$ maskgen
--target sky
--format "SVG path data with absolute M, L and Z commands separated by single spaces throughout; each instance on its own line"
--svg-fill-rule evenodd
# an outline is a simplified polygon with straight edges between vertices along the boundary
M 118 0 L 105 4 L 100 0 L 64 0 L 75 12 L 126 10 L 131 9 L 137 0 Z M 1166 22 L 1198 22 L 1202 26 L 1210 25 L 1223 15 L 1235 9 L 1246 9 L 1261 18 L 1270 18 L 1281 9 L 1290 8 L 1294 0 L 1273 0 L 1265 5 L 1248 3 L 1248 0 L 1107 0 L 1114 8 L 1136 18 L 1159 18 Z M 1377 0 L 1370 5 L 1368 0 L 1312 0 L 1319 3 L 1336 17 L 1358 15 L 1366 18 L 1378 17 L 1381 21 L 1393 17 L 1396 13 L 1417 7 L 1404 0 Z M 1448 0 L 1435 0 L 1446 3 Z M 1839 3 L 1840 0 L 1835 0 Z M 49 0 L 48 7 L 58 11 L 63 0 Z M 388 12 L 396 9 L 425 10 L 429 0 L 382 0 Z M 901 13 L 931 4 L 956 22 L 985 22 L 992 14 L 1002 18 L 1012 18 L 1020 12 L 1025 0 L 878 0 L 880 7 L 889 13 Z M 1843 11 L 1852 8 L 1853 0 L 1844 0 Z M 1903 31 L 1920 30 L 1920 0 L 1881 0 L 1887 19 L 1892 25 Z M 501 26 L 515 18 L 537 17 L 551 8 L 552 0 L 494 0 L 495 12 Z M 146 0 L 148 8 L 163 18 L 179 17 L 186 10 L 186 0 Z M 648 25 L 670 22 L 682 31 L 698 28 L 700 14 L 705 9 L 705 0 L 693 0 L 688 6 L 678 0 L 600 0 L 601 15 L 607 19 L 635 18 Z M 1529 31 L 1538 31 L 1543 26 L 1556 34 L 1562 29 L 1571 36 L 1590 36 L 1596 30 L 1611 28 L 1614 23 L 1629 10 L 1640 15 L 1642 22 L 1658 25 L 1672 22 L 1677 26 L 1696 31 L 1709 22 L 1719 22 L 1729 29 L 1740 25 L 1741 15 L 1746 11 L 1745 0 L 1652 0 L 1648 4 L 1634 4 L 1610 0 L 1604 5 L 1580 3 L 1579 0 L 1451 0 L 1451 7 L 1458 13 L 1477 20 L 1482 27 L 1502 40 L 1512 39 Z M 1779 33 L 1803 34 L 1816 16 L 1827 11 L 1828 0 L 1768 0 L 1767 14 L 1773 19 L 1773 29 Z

┄┄┄┄┄┄┄┄┄┄┄┄┄┄┄┄┄┄┄┄

EXERCISE OBJECTIVE: Please give again the lines above between the line holding "--target sky" and the line holding "--svg-fill-rule evenodd", inclusive, exactly as they are and with nothing added.

EXERCISE RESULT:
--target sky
--format "SVG path data with absolute M, L and Z commands separated by single spaces throughout; each instance on its own line"
--svg-fill-rule evenodd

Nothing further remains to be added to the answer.